- [Data for the task]
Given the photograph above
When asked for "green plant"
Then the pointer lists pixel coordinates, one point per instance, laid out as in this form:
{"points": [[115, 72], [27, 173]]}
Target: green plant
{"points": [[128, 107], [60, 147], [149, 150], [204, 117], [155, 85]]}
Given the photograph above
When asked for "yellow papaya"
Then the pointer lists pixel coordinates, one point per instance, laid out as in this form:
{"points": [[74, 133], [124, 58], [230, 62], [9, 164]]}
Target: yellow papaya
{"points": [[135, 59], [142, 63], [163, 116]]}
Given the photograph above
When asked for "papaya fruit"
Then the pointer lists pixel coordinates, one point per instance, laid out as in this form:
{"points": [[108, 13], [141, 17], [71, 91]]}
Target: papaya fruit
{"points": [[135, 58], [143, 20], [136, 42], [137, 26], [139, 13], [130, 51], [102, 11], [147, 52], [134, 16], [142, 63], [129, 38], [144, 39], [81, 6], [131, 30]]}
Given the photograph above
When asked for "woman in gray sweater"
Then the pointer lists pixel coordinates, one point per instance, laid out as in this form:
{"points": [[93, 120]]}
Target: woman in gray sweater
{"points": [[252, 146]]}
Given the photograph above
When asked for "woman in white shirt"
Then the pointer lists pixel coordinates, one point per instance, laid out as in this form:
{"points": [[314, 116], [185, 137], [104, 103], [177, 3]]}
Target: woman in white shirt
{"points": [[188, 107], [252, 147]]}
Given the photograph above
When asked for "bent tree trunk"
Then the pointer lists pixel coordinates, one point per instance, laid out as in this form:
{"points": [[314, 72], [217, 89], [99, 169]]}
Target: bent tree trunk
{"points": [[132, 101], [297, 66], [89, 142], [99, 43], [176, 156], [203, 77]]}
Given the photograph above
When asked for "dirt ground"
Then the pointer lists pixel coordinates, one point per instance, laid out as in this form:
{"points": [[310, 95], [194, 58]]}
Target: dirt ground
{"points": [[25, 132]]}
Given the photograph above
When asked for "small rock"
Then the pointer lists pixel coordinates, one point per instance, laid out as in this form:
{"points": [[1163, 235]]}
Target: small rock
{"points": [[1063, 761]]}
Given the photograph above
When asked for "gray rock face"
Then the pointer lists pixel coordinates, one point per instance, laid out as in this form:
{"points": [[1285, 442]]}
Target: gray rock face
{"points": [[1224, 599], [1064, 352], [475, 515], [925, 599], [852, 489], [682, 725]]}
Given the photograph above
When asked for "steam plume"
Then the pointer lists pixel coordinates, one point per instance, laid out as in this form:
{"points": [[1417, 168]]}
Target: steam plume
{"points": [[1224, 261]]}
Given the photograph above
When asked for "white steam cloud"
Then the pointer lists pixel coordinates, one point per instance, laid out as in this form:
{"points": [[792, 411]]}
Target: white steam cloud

- [Exercise description]
Pull every line containing the word "When" out of the listing.

- [Result of the exercise]
When asked for "green plant"
When asked for "yellow papaya"
When asked for "papaya fruit"
When asked for "woman in gray sweater"
When asked for "woman in white shirt"
When asked for "bent tree trunk"
When asked for "dirt ground"
When asked for "small rock"
When asked for "gray rock face"
When asked for "steam plume"
When asked for "white steam cloud"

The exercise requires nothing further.